** Start of Source **
VPN over DNS

Scot Berner

Overview

For some time now, we've been using DNSCat as a means to covertly transmit data during engagements where clients IDS's or Firewalls might otherwise block us.  The DNS protocol is often overlooked by system's administrators and as a result this tool has been immensely useful.

And while there are a other DNS tunneling solutions out there, this is the only one, to our knowledge, that supports 1) encryption 2) a centralized server for simple management 3) Command queuing.  4) Is free.

The one thing it does not support, is the ability to tunnel network traffic, from the client to the server.

The Goal

What if we could setup a bi-directional vpn across dns that would allow all protocols, not just TCP?  This sort of thing is great for situation where you're at an Airport, Hotel, or some other captive portal situation where DNS resolves, but everything else is blocked.  This is also great for penetration testers who want to route/tunnel traffic through system that has been compromised.  And while DNSCat does support tunneling of TCP traffic, its unidirectional. i.e. From the server to the client only (Similar to SSH -L)
** End of Source **
◆ What the exercise asks ◆
Resume the write-up on running a VPN over DNS, starting right after its last sentence. You won't need the material that follows this text for anything.
** Start of Excerpted data **
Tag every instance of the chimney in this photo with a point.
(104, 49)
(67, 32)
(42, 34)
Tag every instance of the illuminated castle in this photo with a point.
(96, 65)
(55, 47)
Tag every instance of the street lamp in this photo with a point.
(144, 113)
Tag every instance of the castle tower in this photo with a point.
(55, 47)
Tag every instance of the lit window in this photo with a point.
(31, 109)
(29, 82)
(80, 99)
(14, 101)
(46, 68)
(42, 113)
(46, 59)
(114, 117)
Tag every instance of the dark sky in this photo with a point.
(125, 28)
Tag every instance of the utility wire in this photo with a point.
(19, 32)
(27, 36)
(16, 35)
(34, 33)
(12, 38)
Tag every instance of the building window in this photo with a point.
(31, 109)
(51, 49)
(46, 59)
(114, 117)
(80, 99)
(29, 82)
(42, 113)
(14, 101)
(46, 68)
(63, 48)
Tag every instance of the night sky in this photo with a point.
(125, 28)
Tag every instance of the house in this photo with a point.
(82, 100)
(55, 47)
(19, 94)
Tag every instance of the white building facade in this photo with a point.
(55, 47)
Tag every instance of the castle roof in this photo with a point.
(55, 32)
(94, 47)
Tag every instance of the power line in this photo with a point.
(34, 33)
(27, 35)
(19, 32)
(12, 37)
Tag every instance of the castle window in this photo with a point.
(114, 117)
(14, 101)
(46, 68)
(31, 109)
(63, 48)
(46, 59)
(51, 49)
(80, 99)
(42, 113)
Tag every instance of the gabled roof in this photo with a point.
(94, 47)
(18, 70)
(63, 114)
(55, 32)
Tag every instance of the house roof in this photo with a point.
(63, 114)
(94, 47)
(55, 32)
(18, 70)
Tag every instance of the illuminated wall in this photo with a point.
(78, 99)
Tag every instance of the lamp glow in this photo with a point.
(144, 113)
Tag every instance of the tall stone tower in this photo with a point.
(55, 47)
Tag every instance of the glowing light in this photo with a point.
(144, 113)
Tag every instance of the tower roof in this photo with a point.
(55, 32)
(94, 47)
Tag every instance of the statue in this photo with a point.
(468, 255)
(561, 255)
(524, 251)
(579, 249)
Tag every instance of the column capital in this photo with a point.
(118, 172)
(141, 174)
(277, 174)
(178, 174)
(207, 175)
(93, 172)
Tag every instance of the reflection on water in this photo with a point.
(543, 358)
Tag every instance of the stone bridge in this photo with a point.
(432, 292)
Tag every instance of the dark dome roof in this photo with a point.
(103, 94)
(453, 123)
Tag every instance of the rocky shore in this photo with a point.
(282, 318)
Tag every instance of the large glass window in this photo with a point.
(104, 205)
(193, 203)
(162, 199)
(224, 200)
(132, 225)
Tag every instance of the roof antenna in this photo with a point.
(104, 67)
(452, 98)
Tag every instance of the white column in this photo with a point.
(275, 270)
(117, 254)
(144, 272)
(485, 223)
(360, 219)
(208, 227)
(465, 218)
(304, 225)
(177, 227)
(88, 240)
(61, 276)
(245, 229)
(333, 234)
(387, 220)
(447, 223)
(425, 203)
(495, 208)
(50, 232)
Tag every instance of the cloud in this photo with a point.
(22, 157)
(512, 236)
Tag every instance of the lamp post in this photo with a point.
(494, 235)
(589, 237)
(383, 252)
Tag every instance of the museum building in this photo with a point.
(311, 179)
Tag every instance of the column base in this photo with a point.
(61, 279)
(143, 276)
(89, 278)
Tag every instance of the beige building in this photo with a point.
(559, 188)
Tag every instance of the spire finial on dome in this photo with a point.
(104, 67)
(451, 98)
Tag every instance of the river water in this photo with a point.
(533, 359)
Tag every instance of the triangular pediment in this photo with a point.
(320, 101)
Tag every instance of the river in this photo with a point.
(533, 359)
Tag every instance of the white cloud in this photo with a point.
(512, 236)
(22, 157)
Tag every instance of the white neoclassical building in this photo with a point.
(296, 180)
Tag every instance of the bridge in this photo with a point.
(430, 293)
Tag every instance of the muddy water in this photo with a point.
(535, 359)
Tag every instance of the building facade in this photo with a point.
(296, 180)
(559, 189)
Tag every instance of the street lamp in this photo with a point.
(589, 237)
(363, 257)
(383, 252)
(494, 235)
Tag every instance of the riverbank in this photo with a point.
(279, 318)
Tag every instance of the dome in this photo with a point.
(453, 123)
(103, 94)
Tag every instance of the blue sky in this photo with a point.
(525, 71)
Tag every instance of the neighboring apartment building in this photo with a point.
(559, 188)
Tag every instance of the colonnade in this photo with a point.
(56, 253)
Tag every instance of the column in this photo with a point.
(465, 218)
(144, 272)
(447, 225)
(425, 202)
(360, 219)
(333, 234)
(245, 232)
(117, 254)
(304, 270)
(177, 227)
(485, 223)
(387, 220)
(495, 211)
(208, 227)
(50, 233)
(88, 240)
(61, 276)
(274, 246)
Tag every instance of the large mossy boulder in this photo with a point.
** End of Excerpted data **
◆ Exercise output ◆
The Work Around

Ron (Primary author of DNScat) has mentioned that he intends to build in this feature at some point but for now, lets see if we can hack our way into getting what we want.  To do this we need the following:

Domain

For this setup, you will need to register a domain to use. As an example we use mooo.com from freedns.afraid.org. Note that we only care about the NS record which points to our server running the DNScat server software.

Server

On the server side we need to setup a few things. First is to setup ssh keys:

ssh-keygen

Next, we enable routing on the server:

echo 1 > /proc/sys/net/ipv4/ip_forward

Next we run we run the DNSCat Server.  Lets go through some of the switches we used:

  •  The -c switch is the preshared crypto key we want to use between the client and the server. This is optional, since we're going to be running a vpn across this, but why not add the extra layer of encryption.
  •  The -u switch tells the server to automatically attach to each inbound dnscat client session.
  •  The -a switch tells the server that we want to automatically run the following command on each new session.  As per the documentation, the 'listen' command will establish a tunnel between the server and the client where on the server a listening socket is created on port 2222 and all connections are forwarded to the client to 127.0.0.1:22.  This could easily be changed to forward browser traffic to www.google.com by changing it to read 'listen 127.0.0.1:8080 www.google.com:80'.

After the server is started, we switch to the client.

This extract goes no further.